Answer these questions from the forum thread below about buying a 3D printer:
1. Which software does Randy plan to use to design his models?
2. What file type does the reply say the CAD software must export?
3. Which print material is the reply writer's own printer limited to?

## DOCUMENT
**********

BTY, this is the printer I am considering:
https://www.matterhackers.com/store/printer-kits/seemecnc-rostock-max-v2-3d-printer-kit-complete-kit

Randy
 
Well I am getting closer to taking the plunge to buy a decent desktop printer. I will be designing my virtual models using Solid Works or possibly Rhino software but know nothing about compatibility between the design model files and what the printer needs to see. I think that the design models are "sliced" using another software that the printer recognizes but know little about that either. So can someone please tell me what questions to ask the printer manufacturer before I buy so that I get something that is usable for me? Thanks.

BTY, this is the printer I am considering:
https://www.matterhackers.com/store/printer-kits/seemecnc-rostock-max-v2-3d-printer-kit-complete-kit

Randy

Your CAD software will need to export a .STL file. Most any software can/will. It's a very old file type in general. Most complete prints will come with software for slicing the model - others may suggest getting your own. Slic3r is popular. There are others out there but I've never tried. My little toy 3d Printer came with it's own software (XYZPrinting daVinci Jr [el-cheapo]) and it was as easy as can be. It's just limited to PLA for material, and to approx 6" cube print volume. Quality, though, has been on par with what I've seen in expensive FFF/FDM printers, so that's neat.

**********

## PROVIDED RECORDS
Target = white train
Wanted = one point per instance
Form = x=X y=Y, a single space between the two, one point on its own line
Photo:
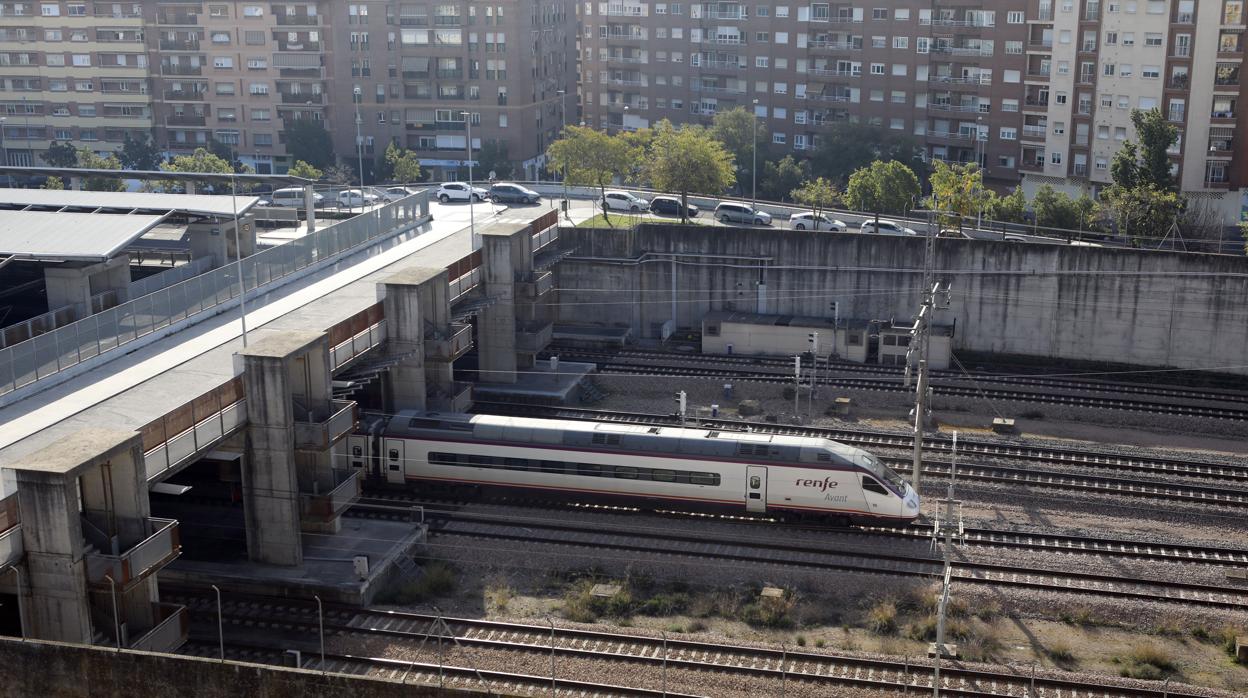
x=657 y=467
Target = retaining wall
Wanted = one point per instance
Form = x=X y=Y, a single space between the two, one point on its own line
x=1071 y=302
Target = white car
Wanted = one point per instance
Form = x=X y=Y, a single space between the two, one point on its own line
x=808 y=221
x=886 y=227
x=356 y=197
x=624 y=201
x=396 y=192
x=459 y=191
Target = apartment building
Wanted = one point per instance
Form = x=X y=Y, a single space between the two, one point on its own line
x=1037 y=91
x=71 y=71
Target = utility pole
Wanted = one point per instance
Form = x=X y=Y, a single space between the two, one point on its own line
x=945 y=527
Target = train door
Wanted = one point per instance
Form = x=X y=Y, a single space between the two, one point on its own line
x=357 y=453
x=392 y=453
x=879 y=500
x=755 y=488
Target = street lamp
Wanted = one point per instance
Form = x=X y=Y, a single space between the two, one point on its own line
x=563 y=126
x=754 y=165
x=472 y=195
x=360 y=145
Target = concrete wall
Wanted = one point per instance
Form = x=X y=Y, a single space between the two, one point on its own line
x=1087 y=304
x=70 y=671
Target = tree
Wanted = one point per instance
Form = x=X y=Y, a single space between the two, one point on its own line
x=307 y=140
x=404 y=165
x=492 y=156
x=1011 y=209
x=1156 y=135
x=1055 y=209
x=688 y=159
x=1145 y=211
x=957 y=189
x=818 y=195
x=139 y=154
x=780 y=179
x=848 y=147
x=302 y=169
x=589 y=157
x=61 y=155
x=882 y=187
x=89 y=160
x=740 y=131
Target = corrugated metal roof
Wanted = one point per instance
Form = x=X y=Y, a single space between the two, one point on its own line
x=44 y=235
x=199 y=204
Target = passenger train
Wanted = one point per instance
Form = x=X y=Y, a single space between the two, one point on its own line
x=657 y=467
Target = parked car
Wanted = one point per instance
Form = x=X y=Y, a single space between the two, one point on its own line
x=513 y=194
x=886 y=227
x=741 y=214
x=459 y=191
x=396 y=192
x=293 y=196
x=670 y=206
x=357 y=197
x=808 y=221
x=624 y=201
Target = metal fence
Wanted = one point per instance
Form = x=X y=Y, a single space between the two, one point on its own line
x=53 y=352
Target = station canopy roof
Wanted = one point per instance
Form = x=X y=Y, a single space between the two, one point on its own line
x=110 y=201
x=70 y=236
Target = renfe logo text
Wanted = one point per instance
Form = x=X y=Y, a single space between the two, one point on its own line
x=821 y=485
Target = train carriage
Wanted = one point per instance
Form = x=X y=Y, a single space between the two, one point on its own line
x=658 y=467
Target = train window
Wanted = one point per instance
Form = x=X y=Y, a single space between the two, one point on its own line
x=872 y=486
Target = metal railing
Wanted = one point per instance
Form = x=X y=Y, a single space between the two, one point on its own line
x=159 y=548
x=50 y=353
x=186 y=431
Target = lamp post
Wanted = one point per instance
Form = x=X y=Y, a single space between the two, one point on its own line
x=754 y=164
x=563 y=126
x=472 y=217
x=360 y=145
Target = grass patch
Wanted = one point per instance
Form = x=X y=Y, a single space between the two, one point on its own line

**********

## CORRECT RESULT
1. Solid Works or possibly Rhino.
2. A .STL file.
3. PLA.